## Quoted passage
□ □ □

The capacities that a student manages to acquire and develop must be permanently updated. Therefore, keeping close links with municipal, state and federal governments and maintaining close relationships with the productive sector, educational institutions and with society, are fundamental strategies that allow IPN to see if its institutional bearing is right and to glimpse the new horizons which should be anticipated, such as the Fourth Industrial Revolution (4IR).

A renovated IPN for new scenarios.

The scientific and technological progress that has shaped 4IR, is an important reference for the development of the substantive and support functions of IPN, because it translates into new challenges of talent training, scientific and technological research, as well as the diverse needs of the labour market. In this sense, IPN advances in the design of more robust and comprehensive strategies that allow it to fulfill its tasks and take advantage of the opportunities brought by this new era. Internal processes have been improved so that they may become facilitators of quality and academic excellence, without this having a negative impact on the available resources.

□ □ □

Stored data entries
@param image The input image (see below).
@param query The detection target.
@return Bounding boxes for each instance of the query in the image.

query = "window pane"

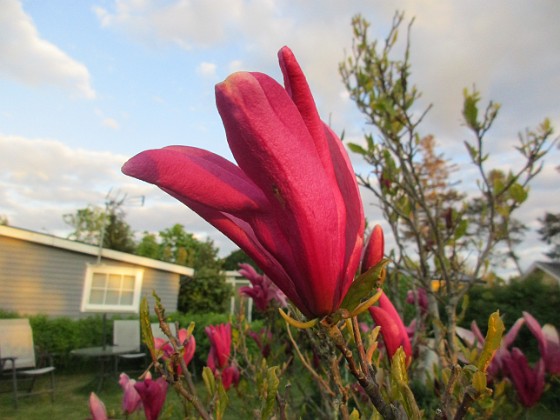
[89,290,105,305]
[107,274,122,290]
[91,273,107,289]
[121,292,134,305]
[122,276,136,290]
[105,290,119,305]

□ □ □

## Exercise 1
Answer these questions from the passage on IPN and the Fourth Industrial Revolution:
(a) According to the passage, what must be permanently updated?
(b) What new horizon does the passage name as one that should be anticipated?
(c) What have internal processes been improved to become?
## Exercise 2
Continue the passage on IPN and the Fourth Industrial Revolution, starting after its final sentence.

## Output 1
(a) The capacities that a student manages to acquire and develop.
(b) The Fourth Industrial Revolution (4IR).
(c) Facilitators of quality and academic excellence, without a negative impact on the available resources.

## Output 2
Through the previously described networking and the facilities that IPN grants for the transfer of knowledge, a greater presence in the country has been achieved. IPN performs technological prospective studies on the specific needs of the market, the requirements of human talent 4.0 and the type of technical capabilities that a specific region demands to innovate and influence the industrial growth signaled by 4IR, also seeking economic growth and social welfare. IPN has also promoted actions in favor of sustainable development in the different regions of Mexico, particularly in matters of environmental care, attention to poverty and marginalisation, energy, gender equity and sustainable cities. IPN’s relationship with the environment complements academic excellence through the promotion of an entrepreneurial culture, as well as the creation of a new industry based on knowledge and technological innovation.

Within the framework of a 4IR that is modifying the traditional paradigms of social coexistence, education and work, educational institutions ratify their importance as the main trainers of human talent of excellence. The fulfillment of their mission must consider, perhaps as never before, laying the necessary bridges to unite economic growth with development and social welfare under inclusive and sustainable paradigms. It is an enterprise that requires, unquestionably, the commitment and collaboration of various sectors.

An enterprise with a long-term vision, allied with different sectors and actors, will be able to influence the formulation of public policies that allow Mexico’s public technological superior education to bring about greater levels of competitiveness and quality of life for current and future generations.

1 Institutions refers to the number of schools accounted for regardless of the number of units that comprise them, in: General Directorate of Planning, Programming and Educational Statistics, SEP, Main figures of the National Education System 2017-2018, SEP, Mexico, 2018.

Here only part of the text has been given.